Your instructions: Repeat every one of the data entries below verbatim, leaving each line unchanged.

[Data entries]
==============================

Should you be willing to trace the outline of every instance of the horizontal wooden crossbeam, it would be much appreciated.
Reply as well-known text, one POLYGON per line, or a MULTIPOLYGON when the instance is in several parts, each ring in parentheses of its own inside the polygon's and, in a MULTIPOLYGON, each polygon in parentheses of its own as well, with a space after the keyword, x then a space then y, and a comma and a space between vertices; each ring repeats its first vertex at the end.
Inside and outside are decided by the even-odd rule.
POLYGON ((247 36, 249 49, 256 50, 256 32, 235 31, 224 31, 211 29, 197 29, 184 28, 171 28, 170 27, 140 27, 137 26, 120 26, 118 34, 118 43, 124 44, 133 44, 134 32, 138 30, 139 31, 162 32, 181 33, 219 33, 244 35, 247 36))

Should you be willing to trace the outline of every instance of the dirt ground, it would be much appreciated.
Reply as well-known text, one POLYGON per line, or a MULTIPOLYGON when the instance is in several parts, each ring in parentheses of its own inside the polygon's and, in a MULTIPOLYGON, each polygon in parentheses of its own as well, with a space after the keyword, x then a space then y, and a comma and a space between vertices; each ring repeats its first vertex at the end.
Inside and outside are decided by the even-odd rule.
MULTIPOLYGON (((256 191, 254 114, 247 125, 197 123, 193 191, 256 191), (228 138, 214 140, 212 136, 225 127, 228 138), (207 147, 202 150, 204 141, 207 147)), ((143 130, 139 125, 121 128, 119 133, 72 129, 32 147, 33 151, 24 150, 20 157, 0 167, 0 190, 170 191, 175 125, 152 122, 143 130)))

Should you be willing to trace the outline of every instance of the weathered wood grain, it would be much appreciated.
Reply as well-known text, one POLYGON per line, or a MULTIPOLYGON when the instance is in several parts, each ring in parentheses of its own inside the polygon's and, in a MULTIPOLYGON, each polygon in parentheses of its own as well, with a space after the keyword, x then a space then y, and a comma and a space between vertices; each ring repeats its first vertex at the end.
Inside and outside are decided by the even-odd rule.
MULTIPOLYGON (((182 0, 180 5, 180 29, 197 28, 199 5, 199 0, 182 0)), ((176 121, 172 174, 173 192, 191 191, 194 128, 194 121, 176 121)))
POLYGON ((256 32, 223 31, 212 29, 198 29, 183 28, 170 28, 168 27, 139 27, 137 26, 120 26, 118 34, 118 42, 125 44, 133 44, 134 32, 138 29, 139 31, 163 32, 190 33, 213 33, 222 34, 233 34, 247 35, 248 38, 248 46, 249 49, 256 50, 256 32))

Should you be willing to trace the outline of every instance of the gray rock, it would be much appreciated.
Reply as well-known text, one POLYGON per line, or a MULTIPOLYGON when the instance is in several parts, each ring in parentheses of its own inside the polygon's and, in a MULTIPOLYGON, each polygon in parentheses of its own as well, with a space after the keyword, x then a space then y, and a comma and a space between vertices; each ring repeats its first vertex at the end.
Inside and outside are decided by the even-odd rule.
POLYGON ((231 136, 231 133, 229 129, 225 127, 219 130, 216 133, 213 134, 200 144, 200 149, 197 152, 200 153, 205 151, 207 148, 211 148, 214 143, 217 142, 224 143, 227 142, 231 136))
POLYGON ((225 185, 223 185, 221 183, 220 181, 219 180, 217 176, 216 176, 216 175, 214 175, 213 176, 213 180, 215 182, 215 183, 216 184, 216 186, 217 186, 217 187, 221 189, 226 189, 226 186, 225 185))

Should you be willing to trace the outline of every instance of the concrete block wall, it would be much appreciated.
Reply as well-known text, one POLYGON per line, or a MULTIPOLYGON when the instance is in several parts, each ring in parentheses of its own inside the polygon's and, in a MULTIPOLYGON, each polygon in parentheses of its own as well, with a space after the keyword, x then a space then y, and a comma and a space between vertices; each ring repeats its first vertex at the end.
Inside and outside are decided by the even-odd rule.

==============================

Answer for the task:
Should you be willing to trace the outline of every instance of the horizontal wooden crossbeam, it would be much appreciated.
Reply as well-known text, one POLYGON per line, or a MULTIPOLYGON when the instance is in several parts, each ring in parentheses of its own inside the polygon's and, in a MULTIPOLYGON, each polygon in parentheses of its own as well, with a space after the keyword, x then a space then y, and a comma and a space between vertices; each ring repeats its first vertex at the end.
Inside and outside are decided by the even-odd rule.
POLYGON ((247 36, 249 49, 256 50, 256 32, 235 31, 224 31, 211 29, 197 29, 184 28, 171 28, 170 27, 140 27, 137 26, 120 26, 118 34, 118 43, 124 44, 133 44, 134 32, 138 30, 139 31, 162 32, 181 33, 219 33, 244 35, 247 36))

Should you be willing to trace the outline of every instance of the dirt ground, it would be much appreciated.
Reply as well-known text, one POLYGON per line, or a MULTIPOLYGON when the instance is in several parts, each ring in parentheses of its own inside the polygon's and, in a MULTIPOLYGON, each polygon in parentheses of its own as well, with a space after the keyword, x then a space then y, and a comma and a space between vertices; each ring repeats its first vertex at the end.
Inside and outside are decided by the even-odd rule.
MULTIPOLYGON (((256 191, 254 114, 247 125, 197 123, 193 191, 256 191), (228 138, 214 140, 212 136, 225 127, 228 138), (207 147, 202 150, 204 141, 207 147)), ((143 130, 139 125, 121 128, 119 133, 72 129, 32 147, 33 151, 24 150, 20 157, 0 167, 0 190, 170 191, 175 125, 152 122, 143 130)))

Should you be willing to trace the outline of every instance of the weathered wood grain, it would be much appreciated.
Reply as well-known text, one POLYGON per line, or a MULTIPOLYGON when the instance is in several parts, each ring in parentheses of its own inside the polygon's and, in a MULTIPOLYGON, each polygon in parentheses of its own as well, with a space after the keyword, x then a space then y, and a comma and a space between vertices; each ring repeats its first vertex at the end.
Inside and outside are decided by the even-odd rule.
MULTIPOLYGON (((182 0, 180 5, 180 29, 197 28, 199 5, 199 0, 182 0)), ((176 121, 172 174, 173 192, 191 191, 194 128, 194 121, 176 121)))
POLYGON ((256 32, 223 31, 212 29, 198 29, 183 28, 170 28, 168 27, 139 27, 137 26, 120 26, 118 34, 118 42, 125 44, 133 44, 134 32, 138 29, 139 31, 163 32, 190 33, 213 33, 222 34, 233 34, 247 35, 248 38, 248 46, 249 49, 256 50, 256 32))

Should you be willing to trace the outline of every instance of the gray rock, it would be much appreciated.
Reply as well-known text, one POLYGON per line, or a MULTIPOLYGON when the instance is in several parts, each ring in parentheses of its own inside the polygon's and, in a MULTIPOLYGON, each polygon in parentheses of its own as well, with a space after the keyword, x then a space then y, and a comma and a space between vertices; each ring repeats its first vertex at the end.
Inside and outside are decided by the even-odd rule.
POLYGON ((231 136, 231 133, 229 129, 225 127, 219 130, 216 133, 213 134, 200 144, 200 149, 197 152, 200 153, 205 151, 207 148, 211 148, 214 143, 217 142, 224 143, 227 142, 231 136))
POLYGON ((225 185, 223 185, 221 183, 220 181, 219 180, 217 176, 216 176, 216 175, 214 175, 213 176, 213 180, 215 182, 215 183, 216 184, 216 186, 217 186, 217 187, 221 189, 226 189, 226 186, 225 185))

Should you be willing to trace the outline of every instance of the concrete block wall, it would be much appreciated.
Reply as well-known text, one POLYGON per line, or a MULTIPOLYGON when the instance is in several parts, each ring in parentheses of its own inside the polygon's and, in a MULTIPOLYGON, each polygon in parentheses of its own as well, with a space after the keyword, x then a space then y, and a comma and a space between vertices; each ring repeats its first vertex at the end.
Inside and outside are decided by the even-odd rule.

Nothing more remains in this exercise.